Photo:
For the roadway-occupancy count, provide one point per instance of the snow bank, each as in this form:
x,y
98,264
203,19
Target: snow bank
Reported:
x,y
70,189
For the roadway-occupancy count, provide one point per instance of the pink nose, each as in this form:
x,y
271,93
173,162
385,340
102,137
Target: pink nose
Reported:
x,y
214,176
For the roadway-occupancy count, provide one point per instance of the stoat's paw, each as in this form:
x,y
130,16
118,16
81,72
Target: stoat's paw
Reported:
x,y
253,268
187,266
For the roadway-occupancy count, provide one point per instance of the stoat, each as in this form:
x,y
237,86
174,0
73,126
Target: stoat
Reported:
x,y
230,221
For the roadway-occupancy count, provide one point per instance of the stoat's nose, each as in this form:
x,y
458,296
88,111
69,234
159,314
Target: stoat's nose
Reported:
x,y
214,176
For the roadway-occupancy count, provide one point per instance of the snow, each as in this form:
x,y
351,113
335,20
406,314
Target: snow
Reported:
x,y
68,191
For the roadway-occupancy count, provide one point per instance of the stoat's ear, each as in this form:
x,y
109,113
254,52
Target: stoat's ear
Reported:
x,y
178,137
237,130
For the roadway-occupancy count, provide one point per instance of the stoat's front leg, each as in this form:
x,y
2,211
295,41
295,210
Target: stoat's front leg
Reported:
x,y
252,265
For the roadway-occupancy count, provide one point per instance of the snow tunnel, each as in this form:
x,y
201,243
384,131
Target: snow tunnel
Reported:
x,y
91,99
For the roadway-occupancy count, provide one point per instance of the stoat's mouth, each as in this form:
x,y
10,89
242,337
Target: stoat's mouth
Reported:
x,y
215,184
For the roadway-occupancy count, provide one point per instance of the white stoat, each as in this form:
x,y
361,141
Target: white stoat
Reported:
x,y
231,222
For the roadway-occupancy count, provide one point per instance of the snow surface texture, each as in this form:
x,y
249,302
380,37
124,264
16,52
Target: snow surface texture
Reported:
+ + + + +
▸ STATED GOAL
Could you pull out every one of the lines above and copy them verbatim, keeping their order?

▸ COMPLETED TASK
Photo:
For the roadway-occupancy count, provide one point per instance of the snow bank, each as in this form:
x,y
98,264
203,19
Target: snow bank
Reported:
x,y
70,189
For the roadway-occupancy count, provide one point per instance of the pink nose, each as in this form:
x,y
271,93
173,162
385,340
102,137
Target: pink nose
Reported:
x,y
214,176
For the roadway-occupancy count, provide one point per instance of the stoat's paw, each as in this form:
x,y
130,16
118,16
81,72
Target: stoat's paw
Reported:
x,y
253,268
187,266
For the roadway-occupancy count, provide one point per instance of the stoat, each as in this form:
x,y
237,86
174,0
73,126
Target: stoat
Reported:
x,y
230,221
For the roadway-occupancy count, provide one point per instance of the stoat's nose, each as in this form:
x,y
458,296
88,111
69,234
159,314
Target: stoat's nose
Reported:
x,y
214,176
For the roadway-occupancy count, provide one point per instance of the snow, each as in this form:
x,y
351,113
335,20
406,314
Target: snow
Reported:
x,y
68,191
For the roadway-occupancy count, provide one point per instance of the stoat's ear, each as in this form:
x,y
109,113
254,52
Target: stoat's ear
Reported:
x,y
178,137
237,130
For the roadway-occupancy count, provide one point per instance of the stoat's front leg, each as in this form:
x,y
2,211
295,41
295,210
Target: stoat's front leg
Reported:
x,y
252,265
For the roadway-occupancy count, provide one point per instance of the snow tunnel, each as in this form:
x,y
201,243
384,131
Target: snow tunnel
Reported:
x,y
91,99
For the roadway-occupancy count, provide one point per instance of the stoat's mouth, each as in this form:
x,y
10,89
242,337
Target: stoat's mouth
Reported:
x,y
215,184
For the roadway-occupancy count, provide one point per instance of the white stoat, each as in this form:
x,y
361,141
Target: white stoat
Reported:
x,y
231,222
For the roadway-occupancy count, provide one point per instance of the snow surface texture, each as in this form:
x,y
249,302
380,37
124,264
16,52
Target: snow surface texture
Reported:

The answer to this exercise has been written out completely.